WRITTEN INSTRUCTION:
Rewrite the lines below, from the one containing "sky in the photo below." through the final line, as a JSON list of strings with one string per line, both ends included and blank lines omitted.

.....

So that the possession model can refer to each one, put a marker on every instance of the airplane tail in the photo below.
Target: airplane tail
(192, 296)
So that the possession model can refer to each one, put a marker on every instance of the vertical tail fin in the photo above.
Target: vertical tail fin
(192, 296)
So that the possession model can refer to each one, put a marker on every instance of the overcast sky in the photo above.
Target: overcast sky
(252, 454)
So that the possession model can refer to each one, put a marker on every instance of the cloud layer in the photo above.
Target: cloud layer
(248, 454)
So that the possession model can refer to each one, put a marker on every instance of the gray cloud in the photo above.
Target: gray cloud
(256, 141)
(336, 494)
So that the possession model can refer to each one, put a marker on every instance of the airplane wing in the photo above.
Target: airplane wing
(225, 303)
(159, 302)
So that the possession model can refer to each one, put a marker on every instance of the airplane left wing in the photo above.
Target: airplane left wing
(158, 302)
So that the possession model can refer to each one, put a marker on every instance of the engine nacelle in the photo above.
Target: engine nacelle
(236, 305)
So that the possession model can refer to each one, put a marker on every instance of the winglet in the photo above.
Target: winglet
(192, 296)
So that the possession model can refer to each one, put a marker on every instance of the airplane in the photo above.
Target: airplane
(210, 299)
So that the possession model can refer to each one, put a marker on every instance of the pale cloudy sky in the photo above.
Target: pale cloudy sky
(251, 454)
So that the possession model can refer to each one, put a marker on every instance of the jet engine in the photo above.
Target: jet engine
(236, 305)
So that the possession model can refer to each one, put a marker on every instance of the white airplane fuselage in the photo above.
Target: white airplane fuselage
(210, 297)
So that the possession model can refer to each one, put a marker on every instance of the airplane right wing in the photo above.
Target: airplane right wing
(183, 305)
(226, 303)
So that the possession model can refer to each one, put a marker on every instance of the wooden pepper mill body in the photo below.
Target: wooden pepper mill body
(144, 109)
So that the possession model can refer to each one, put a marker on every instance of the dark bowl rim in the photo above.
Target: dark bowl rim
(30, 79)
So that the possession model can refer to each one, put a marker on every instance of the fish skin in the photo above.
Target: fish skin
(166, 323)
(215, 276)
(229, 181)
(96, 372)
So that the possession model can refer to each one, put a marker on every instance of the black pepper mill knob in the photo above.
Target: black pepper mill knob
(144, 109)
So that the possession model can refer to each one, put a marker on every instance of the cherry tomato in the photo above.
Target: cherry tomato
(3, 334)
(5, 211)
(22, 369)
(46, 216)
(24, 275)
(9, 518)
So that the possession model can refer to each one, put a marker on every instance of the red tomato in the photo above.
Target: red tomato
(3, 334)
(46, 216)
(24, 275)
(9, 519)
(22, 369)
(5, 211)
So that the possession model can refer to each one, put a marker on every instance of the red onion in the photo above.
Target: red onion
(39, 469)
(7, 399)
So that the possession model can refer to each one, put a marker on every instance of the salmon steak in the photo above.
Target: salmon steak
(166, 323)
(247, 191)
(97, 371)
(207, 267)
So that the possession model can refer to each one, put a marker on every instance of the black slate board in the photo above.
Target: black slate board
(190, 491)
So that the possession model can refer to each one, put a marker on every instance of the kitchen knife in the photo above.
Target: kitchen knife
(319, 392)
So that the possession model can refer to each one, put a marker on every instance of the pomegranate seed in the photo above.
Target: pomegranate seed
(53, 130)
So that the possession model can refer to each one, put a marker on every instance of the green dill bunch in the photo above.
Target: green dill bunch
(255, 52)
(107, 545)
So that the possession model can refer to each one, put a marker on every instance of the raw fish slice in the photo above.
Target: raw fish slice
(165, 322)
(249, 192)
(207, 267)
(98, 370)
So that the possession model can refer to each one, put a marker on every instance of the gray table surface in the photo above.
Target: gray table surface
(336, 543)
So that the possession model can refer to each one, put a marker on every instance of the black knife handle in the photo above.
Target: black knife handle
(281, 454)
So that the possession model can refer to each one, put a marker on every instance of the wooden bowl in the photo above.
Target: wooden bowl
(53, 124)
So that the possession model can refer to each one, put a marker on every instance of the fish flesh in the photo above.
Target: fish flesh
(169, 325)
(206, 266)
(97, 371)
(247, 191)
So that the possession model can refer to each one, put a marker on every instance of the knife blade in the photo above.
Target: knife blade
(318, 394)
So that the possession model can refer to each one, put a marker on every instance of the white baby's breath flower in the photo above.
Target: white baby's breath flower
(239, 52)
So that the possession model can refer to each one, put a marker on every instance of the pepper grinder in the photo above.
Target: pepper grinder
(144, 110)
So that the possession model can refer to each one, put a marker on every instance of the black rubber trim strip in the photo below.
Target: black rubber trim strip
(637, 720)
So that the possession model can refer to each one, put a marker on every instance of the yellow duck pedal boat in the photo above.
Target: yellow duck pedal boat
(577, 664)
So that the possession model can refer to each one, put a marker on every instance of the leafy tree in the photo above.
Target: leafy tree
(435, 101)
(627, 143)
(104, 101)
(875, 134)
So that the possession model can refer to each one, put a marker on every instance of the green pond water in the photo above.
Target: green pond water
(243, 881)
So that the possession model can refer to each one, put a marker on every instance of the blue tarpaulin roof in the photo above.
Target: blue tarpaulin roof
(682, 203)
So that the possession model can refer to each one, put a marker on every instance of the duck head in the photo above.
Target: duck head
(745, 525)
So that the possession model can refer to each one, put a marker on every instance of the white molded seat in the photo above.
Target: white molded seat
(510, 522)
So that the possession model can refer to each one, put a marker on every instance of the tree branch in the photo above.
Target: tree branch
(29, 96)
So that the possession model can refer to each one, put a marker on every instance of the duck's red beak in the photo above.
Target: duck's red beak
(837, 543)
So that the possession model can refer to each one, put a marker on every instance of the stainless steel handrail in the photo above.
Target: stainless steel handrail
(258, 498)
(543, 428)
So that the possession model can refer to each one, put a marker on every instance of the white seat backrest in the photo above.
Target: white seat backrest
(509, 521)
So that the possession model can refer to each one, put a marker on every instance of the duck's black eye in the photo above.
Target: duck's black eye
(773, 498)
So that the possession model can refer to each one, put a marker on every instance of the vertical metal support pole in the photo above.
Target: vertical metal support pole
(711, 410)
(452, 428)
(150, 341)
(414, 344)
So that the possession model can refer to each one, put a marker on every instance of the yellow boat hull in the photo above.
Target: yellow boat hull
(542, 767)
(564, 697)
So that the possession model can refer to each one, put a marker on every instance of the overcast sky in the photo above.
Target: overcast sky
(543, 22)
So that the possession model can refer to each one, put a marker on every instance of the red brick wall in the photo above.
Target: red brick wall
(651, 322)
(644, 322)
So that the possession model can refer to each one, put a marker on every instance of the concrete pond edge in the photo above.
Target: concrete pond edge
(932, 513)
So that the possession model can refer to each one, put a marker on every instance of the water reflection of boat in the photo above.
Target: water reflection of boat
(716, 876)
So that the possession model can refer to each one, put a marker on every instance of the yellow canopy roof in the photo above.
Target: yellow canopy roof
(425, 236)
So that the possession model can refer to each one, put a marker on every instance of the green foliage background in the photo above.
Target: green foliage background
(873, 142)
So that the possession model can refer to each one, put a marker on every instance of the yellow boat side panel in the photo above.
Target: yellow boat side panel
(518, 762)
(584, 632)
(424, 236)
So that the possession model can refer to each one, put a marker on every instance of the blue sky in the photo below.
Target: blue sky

.....

REPLY TO THE EXERCISE:
[
  "So that the possession model can refer to each one, put a marker on every instance of the blue sky in the photo below.",
  "Target: blue sky"
]